- **出典**:
================

わたしは夜がこわくて好き。夜は暗くて静かで空気が一定で、まるで 上手な嘘みたい。あとは鍵のかかった箱の中のよう。昼間は、浜辺のように波が寄せては返し寄せては返し、太陽のひとつでテンション(テンションって言葉 変だね)まで変わってしまうこともある歪な存在だけれど、楽しい日にも心地の悪い日々にも何も出来なかった日にも、暗い夜は平等にやってきて静寂を振りまく。弧を描いて。聖水だ。美しいなあと思う。

わたしはその夜をいつも6畳のベッドルームで過ごしている。部屋には悪い気が溜まる と、精神論とか化学とかスピリチュアルとかさまざまな面で呟かれているけれどそんなのぜんぜんきこえないしーらない。


夜と宇宙が同じ暗さを共有しているということは夜って宇宙なのかな、なんて半分くだらない真実を一晩中考えている。反芻。頭の隅に置いて 別のことも考える。

================

- **保存データ**:
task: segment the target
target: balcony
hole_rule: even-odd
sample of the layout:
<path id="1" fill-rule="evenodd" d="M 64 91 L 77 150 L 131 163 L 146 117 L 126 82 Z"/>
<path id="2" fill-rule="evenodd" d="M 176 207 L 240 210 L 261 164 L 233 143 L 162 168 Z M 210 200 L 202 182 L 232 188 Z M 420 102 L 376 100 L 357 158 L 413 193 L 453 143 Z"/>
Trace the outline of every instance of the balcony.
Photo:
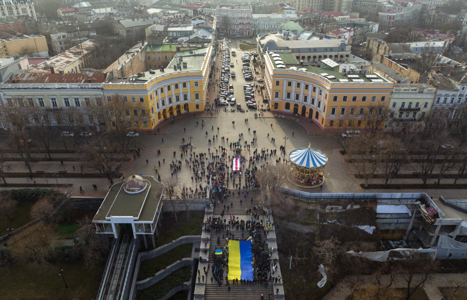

================

- **課題内容**: 出典の文章で、暗い夜が平等にやってくるとされている日をすべて書き出してください。

- **出力結果**:
・楽しい日
・心地の悪い日々
・何も出来なかった日